=== Exercise prompt ===
Each line below should be reproduced without any alteration.

○ ○ ○ ○ ○

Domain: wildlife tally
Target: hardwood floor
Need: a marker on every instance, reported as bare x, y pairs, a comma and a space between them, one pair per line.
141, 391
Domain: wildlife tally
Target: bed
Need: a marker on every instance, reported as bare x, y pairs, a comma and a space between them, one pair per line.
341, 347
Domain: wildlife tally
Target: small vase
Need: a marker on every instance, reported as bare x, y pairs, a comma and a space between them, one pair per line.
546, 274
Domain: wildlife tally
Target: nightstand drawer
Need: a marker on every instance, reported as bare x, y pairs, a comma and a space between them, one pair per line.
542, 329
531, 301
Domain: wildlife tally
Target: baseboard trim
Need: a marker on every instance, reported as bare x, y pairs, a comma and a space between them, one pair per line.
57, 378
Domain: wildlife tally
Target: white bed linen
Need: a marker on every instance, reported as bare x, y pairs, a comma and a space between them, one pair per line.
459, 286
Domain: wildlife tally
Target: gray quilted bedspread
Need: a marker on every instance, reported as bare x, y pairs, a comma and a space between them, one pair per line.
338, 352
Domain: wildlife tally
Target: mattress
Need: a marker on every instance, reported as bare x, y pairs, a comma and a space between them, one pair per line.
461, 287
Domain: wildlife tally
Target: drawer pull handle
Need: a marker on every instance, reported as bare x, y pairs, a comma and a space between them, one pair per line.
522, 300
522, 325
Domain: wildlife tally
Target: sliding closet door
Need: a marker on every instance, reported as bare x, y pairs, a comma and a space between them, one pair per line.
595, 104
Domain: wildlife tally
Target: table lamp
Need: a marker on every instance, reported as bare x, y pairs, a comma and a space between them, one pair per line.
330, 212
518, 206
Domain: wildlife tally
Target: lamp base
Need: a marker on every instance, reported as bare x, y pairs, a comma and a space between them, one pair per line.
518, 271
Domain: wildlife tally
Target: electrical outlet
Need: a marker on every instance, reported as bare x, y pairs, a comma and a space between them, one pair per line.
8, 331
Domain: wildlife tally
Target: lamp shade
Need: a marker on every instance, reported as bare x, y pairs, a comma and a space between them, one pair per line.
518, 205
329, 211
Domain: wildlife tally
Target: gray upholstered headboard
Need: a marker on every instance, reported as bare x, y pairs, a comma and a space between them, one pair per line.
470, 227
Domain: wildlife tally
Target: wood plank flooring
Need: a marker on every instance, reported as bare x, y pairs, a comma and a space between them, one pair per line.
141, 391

○ ○ ○ ○ ○

=== Correct output ===
Domain: wildlife tally
Target: hardwood floor
Need: a marker on every instance, reported as bare x, y pairs, a comma and a space between them, one pair per line.
141, 391
Domain: wildlife tally
Target: bed
Need: a marker on every instance, reported as bare x, y pairs, a comma and a space between them, one pair per line.
341, 347
Domain: wildlife tally
Target: small vase
Need: a marker on every instance, reported as bare x, y pairs, a comma and a space between them, one pair per line.
546, 274
Domain: wildlife tally
Target: nightstand drawer
Need: a marker on every instance, reported as bare x, y pairs, a comma and a space between them, one pair per line.
542, 329
531, 301
Domain: wildlife tally
Target: baseboard trim
Need: a marker on every instance, reported as bare x, y pairs, a comma and a space between them, one pair per line.
57, 378
Domain: wildlife tally
Target: white bed linen
Need: a marker on every instance, reported as bare x, y pairs, a comma and a space between them, one pair per line.
459, 286
Domain: wildlife tally
Target: gray quilted bedspread
Need: a marker on every instance, reported as bare x, y pairs, a comma and a space between them, one pair per line.
338, 352
Domain: wildlife tally
Target: mattress
Need: a marker on every instance, reported as bare x, y pairs, a comma and a space between them, one pair per line.
461, 287
Domain: wildlife tally
Target: drawer pull handle
Need: a marker on every instance, reported as bare x, y pairs, a comma and a space between them, one pair per line.
522, 300
522, 325
Domain: wildlife tally
Target: sliding closet door
Need: a marker on every instance, reported as bare x, y pairs, a comma and a space between them, one pair per line.
595, 104
Domain: wildlife tally
Target: table lamp
Need: a marker on every instance, reported as bare x, y pairs, a comma and a space between them, one pair per line.
330, 212
518, 206
Domain: wildlife tally
Target: lamp base
Need: a marker on every instance, reported as bare x, y pairs, a comma and a space between them, one pair per line.
518, 271
Domain: wildlife tally
Target: electrical outlet
Need: a marker on every instance, reported as bare x, y pairs, a comma and a space between them, one pair per line.
8, 331
Domain: wildlife tally
Target: lamp shade
Need: a marker on every instance, reported as bare x, y pairs, a comma and a space between them, one pair per line.
518, 205
329, 211
Domain: wildlife tally
Target: gray upholstered headboard
Need: a marker on every instance, reported as bare x, y pairs, a comma and a space between them, one pair per line.
470, 227
Domain: wildlife tally
Target: wood plank flooring
Need: a marker on every instance, reported as bare x, y pairs, a comma and a space between them, one pair per line.
141, 391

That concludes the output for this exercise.